Sunday, 18 November 2012

5 Steps To A Lean And Agile Business Process Model


Tuesday 13 December, 2011
Using a process model is the best way to make your business lean and agile. Follow five steps to achieve a lean and an agile business that is effective and efficient, and that can easily change direction when your business model requires it.
5 Steps To A Lean & Agile Business Process ModelWhat does using a process model mean? It means you don't make assumptions, but test. Use the metrics and get the figures, and then change what isn't right and put it back into your model.  Being lean is being better at lower cost: effectiveness comes first and then efficiency. Being agile is changing direction when your process model tells you. How do you achieve this?
  1. Plan, apply it, test it and act on your results

    A business process model was introduced by Dr W. J. Demming in the 1950s. After World War II, he helped Japan get back on its industrial feet, and came up with the PDCA model: Plan, Do, Check, Act.

    This means you come up with a theory - carry it out, check the results and act to improve it based on these results. Iterate that sequence as often as necessary to get as near to perfection as you can get. That's how the PDCA process model works.

    It's important to measure everything measurable. Metrics are critical to ultimate success, and you must use statistics, or SPC - statistical process control - to get the right information and control over your processes. Separate randomness in your statistics from controllable parameters, and then control these controllable parameters as finely as you are able to.

    Check each parameter change, and then make further changes based on the results until you can improve no more. That is agility:  the ability to keep changing rapidly to effect continuous improvement.
  2. Continual measurement

    No business process model can work without continually measuring everything you do. Target those factors that affect your business most: costs, sales, margins, profits. Measure every factor that can affect these parameters, and make changes to maximise each of these.

    A failure to measure on a continuous basis is likely to result in the failure of your business.

• What the task asks
Reproduce the entire piece on lean and agile business process models word for word. The listing after this comes from a different source than the piece on lean and agile process models.

• Source information
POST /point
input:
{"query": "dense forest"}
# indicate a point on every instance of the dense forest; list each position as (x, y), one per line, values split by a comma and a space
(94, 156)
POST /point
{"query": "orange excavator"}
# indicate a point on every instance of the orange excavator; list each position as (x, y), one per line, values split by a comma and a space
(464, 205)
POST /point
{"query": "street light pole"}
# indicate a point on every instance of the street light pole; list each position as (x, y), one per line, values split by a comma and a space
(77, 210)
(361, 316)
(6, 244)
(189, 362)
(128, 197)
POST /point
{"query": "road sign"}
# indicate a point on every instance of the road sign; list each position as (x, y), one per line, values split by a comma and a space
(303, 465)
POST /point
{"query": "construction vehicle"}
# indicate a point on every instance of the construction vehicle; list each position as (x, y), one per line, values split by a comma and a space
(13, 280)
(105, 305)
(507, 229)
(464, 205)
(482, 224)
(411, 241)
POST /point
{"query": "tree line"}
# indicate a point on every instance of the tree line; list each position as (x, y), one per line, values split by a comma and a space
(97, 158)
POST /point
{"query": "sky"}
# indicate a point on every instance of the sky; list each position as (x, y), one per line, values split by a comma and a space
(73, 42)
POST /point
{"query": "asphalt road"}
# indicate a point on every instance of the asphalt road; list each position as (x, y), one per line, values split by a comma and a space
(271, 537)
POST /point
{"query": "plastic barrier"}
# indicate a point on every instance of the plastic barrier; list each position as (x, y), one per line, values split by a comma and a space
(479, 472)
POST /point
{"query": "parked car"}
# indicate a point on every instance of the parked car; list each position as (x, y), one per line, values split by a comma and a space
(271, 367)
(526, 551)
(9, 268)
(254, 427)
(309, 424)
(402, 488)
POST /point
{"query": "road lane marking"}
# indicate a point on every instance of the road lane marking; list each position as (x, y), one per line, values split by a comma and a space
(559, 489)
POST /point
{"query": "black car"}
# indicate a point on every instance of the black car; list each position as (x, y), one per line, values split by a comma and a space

• Completed task
Sunday, 18 November 2012

5 Steps To A Lean And Agile Business Process Model


Tuesday 13 December, 2011
Using a process model is the best way to make your business lean and agile. Follow five steps to achieve a lean and an agile business that is effective and efficient, and that can easily change direction when your business model requires it.
5 Steps To A Lean & Agile Business Process ModelWhat does using a process model mean? It means you don't make assumptions, but test. Use the metrics and get the figures, and then change what isn't right and put it back into your model.  Being lean is being better at lower cost: effectiveness comes first and then efficiency. Being agile is changing direction when your process model tells you. How do you achieve this?
  1. Plan, apply it, test it and act on your results

    A business process model was introduced by Dr W. J. Demming in the 1950s. After World War II, he helped Japan get back on its industrial feet, and came up with the PDCA model: Plan, Do, Check, Act.

    This means you come up with a theory - carry it out, check the results and act to improve it based on these results. Iterate that sequence as often as necessary to get as near to perfection as you can get. That's how the PDCA process model works.

    It's important to measure everything measurable. Metrics are critical to ultimate success, and you must use statistics, or SPC - statistical process control - to get the right information and control over your processes. Separate randomness in your statistics from controllable parameters, and then control these controllable parameters as finely as you are able to.

    Check each parameter change, and then make further changes based on the results until you can improve no more. That is agility:  the ability to keep changing rapidly to effect continuous improvement.
  2. Continual measurement

    No business process model can work without continually measuring everything you do. Target those factors that affect your business most: costs, sales, margins, profits. Measure every factor that can affect these parameters, and make changes to maximise each of these.

    A failure to measure on a continuous basis is likely to result in the failure of your business.